→ LIST OF TASKS
1. Decide whether each statement below agrees with the text on plant worlds, answering yes or no and quoting the words from that text that settle it. (a) The author worked as an organic farmer in their twenties. (b) Jewish Plant Magic was created together with an herbalist named Dori Midnight. (c) In 2016 the author taught classes about land and plants to Jewish children.
2. Reproduce the stretch of the text on plant worlds from "Plant Worlds /" through "my childhood neighborhood.", word for word.

→ GIVEN TEXT
BEGIN
Plant Worlds / Jewish Plant Magic / Wild and Cultivated / The More-Than Human World

I have worked for many years with both the wild and cultivated plant world — in my twenties as an organic farmer and flower grower, in my thirties as a teacher of wild edibles, plant connection, and land-based cultural work. Issues of land and the natural world also show up in my films and in my writing — observations of the Rio Grande and the control of nature on the US—Mexico border, the ocean as a healing immersive space, birding, and the plants and trees of my childhood neighborhood.

My most recent project is called Jewish Plant Magic, something I spun together with my friend, herbalist and healer Dori Midnight. Back in 2016, I was teaching classes about land and plants to Jewish adults. I would start every class with the question: “What did your ancestors grow?” It was a question that arose intuitively out of my work with land and identity and assimilation and cultural appropriation. I wanted to excavate back to our diasporic roots and push people to connect back to the land and people that came before them. My student’s answers stopped me in my tracks: “My ancestors didn’t grow anything because they were always running away or being killed”, “My grandparents grew text, they read books. They didn’t grow plants”, “I don’t know— maybe potatoes?”, “Umm, literally nothing comes to mind”.
END
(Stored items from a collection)
BEGIN
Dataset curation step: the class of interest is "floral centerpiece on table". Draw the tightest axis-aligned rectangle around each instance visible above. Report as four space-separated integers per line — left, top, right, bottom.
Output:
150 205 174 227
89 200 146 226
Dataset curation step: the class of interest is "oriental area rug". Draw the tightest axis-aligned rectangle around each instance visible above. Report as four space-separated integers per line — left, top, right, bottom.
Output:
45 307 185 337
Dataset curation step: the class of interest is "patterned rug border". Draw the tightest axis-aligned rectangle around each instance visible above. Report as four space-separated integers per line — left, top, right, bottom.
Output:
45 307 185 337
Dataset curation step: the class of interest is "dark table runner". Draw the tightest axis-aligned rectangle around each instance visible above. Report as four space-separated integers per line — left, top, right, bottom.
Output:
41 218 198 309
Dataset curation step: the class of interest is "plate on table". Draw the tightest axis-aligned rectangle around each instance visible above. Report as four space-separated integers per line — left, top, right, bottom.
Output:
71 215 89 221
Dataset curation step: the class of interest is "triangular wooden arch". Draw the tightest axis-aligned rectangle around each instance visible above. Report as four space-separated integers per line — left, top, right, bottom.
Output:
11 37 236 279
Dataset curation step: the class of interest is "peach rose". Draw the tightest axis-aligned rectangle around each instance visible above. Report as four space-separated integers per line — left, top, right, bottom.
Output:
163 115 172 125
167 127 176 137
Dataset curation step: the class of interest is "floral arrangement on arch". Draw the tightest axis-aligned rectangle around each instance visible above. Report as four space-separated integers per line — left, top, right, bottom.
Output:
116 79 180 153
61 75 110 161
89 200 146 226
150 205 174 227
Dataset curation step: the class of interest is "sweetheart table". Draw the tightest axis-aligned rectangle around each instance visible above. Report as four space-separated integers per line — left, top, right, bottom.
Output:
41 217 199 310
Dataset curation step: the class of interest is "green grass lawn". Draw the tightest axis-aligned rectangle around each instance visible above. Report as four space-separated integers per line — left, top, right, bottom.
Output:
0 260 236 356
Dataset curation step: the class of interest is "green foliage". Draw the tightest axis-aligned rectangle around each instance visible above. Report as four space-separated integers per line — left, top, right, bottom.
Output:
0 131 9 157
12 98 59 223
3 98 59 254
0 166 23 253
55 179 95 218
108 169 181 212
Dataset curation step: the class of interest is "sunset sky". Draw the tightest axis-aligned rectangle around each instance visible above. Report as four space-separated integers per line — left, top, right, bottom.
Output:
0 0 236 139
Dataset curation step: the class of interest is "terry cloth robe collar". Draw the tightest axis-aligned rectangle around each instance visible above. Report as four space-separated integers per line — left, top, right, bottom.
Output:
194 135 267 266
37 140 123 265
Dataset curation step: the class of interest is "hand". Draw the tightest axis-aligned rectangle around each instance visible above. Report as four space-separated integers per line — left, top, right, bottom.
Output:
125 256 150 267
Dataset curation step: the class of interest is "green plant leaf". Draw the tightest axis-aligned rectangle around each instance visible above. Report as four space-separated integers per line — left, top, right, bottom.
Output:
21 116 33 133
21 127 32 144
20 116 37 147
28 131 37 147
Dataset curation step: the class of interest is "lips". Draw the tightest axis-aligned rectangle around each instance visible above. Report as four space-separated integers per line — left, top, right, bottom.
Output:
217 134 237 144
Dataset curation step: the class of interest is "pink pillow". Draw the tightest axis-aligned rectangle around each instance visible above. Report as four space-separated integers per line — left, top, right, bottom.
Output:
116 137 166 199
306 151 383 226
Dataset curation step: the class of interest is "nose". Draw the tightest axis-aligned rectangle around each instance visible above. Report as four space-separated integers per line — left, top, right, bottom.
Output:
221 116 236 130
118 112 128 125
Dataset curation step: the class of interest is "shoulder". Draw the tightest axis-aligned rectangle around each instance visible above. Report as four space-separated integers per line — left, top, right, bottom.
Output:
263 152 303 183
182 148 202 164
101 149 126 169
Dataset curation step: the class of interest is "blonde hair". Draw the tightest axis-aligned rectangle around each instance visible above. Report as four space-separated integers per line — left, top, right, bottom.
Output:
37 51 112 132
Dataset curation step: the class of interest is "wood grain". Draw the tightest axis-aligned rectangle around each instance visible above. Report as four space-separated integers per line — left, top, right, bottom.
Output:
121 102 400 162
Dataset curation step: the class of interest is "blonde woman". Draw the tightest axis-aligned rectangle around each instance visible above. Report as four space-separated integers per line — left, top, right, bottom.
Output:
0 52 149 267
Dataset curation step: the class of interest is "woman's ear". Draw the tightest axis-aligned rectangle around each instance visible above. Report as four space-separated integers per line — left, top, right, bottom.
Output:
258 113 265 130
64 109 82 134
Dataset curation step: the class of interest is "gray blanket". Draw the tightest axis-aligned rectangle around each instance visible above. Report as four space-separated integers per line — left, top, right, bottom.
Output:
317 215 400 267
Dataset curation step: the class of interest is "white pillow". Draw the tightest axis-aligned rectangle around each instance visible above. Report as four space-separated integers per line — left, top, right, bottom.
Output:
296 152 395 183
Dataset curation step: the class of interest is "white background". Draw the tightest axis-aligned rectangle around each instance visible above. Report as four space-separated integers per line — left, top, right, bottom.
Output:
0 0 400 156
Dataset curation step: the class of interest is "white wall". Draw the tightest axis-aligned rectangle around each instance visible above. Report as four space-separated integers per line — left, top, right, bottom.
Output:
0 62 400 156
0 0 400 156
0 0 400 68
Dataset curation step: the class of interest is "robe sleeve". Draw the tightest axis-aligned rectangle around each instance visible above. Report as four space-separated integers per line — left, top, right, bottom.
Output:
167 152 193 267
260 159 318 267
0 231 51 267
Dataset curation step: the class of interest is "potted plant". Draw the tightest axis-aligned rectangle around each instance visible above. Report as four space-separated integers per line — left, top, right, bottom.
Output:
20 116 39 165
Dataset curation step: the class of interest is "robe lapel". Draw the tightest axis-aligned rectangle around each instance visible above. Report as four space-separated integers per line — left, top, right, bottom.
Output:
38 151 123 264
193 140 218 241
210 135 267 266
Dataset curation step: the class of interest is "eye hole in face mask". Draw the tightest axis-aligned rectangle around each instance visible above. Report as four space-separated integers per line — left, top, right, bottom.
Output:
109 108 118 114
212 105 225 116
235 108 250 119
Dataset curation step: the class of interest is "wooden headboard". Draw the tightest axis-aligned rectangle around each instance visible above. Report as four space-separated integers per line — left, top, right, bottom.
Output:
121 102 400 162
END
→ ANSWERS BY TASK
1.
(a) Yes: "in my twenties as an organic farmer and flower grower"
(b) Yes: "something I spun together with my friend, herbalist and healer Dori Midnight"
(c) No: "I was teaching classes about land and plants to Jewish adults"

2.
Plant Worlds / Jewish Plant Magic / Wild and Cultivated / The More-Than Human World

I have worked for many years with both the wild and cultivated plant world — in my twenties as an organic farmer and flower grower, in my thirties as a teacher of wild edibles, plant connection, and land-based cultural work. Issues of land and the natural world also show up in my films and in my writing — observations of the Rio Grande and the control of nature on the US—Mexico border, the ocean as a healing immersive space, birding, and the plants and trees of my childhood neighborhood.